#### Passage provided

She is one of 13 full-time staffers who are trans or gender-nonconforming and now overseeing the new Trans Thrive location. It soft opened March 13 and is currently open from 2 to 5 p.m. weekdays at 1460 Pine Street near Polk.
“Seeing it open feels amazing. I have never seen a place like this before,” said Alejandra De La Vega, a trans Latina woman who joined the staff in September and was recently promoted to program manager.
By the summer the Trans Thrive team hopes to expand the daily operating hours and also have the facility be open on weekends. It is only about a 10-minute walk from the nonprofit’s main clinic and offices a few blocks away on Polk Street and near its Community Living Room drop-in space on Ellis Street.
Outside of the Tenderloin
The new location is purposefully outside of the city’s Tenderloin, home to the Transgender District. An assessment Trans Thrive undertook last year to hear directly from its clients about what they wanted to see in the new facility revealed that many didn’t want to have to walk through the Tenderloin with its open-air drug dealing and people using drugs on the street in order to access it.
“They didn’t want to go too much further into the Tenderloin because of the drug use and harassment they have faced there,” noted Tatyana Moaton, Ph.D., a trans woman of color who conducted the assessment and is the health center’s senior strategy adviser based out of Chicago. “We looked at sites as far as the Castro but the clients were against that because of the harassment and stigma the trans community has faced there.”
The nonprofit health agency first launched Trans Thrive in 2006 and for years has sought to house it in its own facility. Last year, the biopharmaceutical company Gilead Sciences Inc. awarded it a $1.2 million two-year grant that helped pay for the assessment of Trans Thrive and finding a location for it.
The program has an annual budget of roughly $2.5 million. The agency signed a five-year lease for the Pine Street location, which costs $12,000 a month to lease.
“It’s unbelievable and so joyful for me to be a part of it,” said Lance Toma, a gay man who is the nonprofit’s longtime CEO. “It represents a place of refuge and sanctuary for trans people so they can be able to realize their potential, hopes and dreams.”

#### Material supplied
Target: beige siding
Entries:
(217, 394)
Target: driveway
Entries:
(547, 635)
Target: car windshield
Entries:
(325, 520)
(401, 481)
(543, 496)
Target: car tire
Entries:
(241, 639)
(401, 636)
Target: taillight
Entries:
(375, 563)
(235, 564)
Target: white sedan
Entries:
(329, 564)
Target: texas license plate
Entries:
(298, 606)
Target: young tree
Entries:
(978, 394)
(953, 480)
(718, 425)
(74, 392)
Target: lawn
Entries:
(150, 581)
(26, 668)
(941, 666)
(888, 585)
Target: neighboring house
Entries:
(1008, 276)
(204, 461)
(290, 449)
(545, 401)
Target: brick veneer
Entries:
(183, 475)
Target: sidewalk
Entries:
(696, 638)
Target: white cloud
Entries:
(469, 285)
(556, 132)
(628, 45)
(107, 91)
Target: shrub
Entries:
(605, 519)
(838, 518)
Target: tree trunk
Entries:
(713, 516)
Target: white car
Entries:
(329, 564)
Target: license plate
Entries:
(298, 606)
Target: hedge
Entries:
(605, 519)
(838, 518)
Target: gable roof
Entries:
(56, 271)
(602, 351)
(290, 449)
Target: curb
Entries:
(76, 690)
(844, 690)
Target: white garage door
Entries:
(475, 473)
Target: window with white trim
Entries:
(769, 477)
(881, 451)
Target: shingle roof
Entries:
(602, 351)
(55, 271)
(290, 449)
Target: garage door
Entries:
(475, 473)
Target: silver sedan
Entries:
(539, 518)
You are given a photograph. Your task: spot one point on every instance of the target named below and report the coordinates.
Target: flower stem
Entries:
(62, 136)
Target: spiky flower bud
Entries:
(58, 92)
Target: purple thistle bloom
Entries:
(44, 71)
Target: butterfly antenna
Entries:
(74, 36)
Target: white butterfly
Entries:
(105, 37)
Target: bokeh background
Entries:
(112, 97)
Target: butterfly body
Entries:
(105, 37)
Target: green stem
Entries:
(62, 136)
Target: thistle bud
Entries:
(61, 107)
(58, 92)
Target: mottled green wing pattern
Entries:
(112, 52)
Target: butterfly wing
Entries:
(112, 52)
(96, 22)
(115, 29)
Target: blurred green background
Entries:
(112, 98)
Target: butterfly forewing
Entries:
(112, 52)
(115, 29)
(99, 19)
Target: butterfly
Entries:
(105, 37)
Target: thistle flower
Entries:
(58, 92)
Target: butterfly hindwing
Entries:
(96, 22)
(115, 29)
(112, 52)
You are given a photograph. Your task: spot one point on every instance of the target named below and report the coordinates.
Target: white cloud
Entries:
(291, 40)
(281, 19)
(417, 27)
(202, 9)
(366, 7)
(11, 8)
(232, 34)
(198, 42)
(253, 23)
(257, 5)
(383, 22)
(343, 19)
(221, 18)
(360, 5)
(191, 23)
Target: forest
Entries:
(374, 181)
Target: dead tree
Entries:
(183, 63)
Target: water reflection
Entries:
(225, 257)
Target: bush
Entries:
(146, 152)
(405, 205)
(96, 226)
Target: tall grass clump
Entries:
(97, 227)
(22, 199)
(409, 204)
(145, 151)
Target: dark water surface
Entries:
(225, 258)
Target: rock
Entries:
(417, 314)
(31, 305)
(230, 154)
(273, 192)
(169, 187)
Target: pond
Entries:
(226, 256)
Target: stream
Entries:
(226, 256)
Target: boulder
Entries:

#### Actions to take
**A)** List every person the Trans Thrive passage quotes by name.
**B)** Pick up the Trans Thrive passage right after its final sentence and keep writing it.

#### Answers by item
**A)** Alejandra De La Vega, Tatyana Moaton, Lance Toma

**B)**
Mattingly came to Trans Thrive in order to meet trans people in the city and make new friends. Her partner is in the military and stationed overseas, so she felt a bit isolated at being in a new city. Although her first engagement with the program was via a virtual support group, it left a lasting impression.
“Just seeing everyone and being able to talk to other girls in that support group, I wanted to do more,” recalled Mattingly. “I asked if I could volunteer and have been doing that ever since.”
She has especially enjoyed being able to talk to trans elders in the community.
“It is interesting to hear how they managed the journey of their life without a resource like this,” said Mattingly.
Attending the new center’s ribbon cutting was District 3 Supervisor Aaron Peskin, currently president of the Board of Supervisors, as it is located within his district. Noting the Polk Gulch neighborhood’s long history as being an LGBTQ neighborhood, Peskin said he wasn’t offering “a welcome” but “a welcome back” to the facility’s staff and clients.
Its opening also served as a reminder, added Peskin, that the city’s initiative to end trans homelessness by 2027 “is achievable.”
Pau Crego, director of the city’s Office of Transgender Initiatives, noted how the opening of the new facility contrasts with the legislative steps being taken in states across the country to strip trans and gender-nonconforming people of their rights and restrict their access to gender-affirming care, particularly for youth.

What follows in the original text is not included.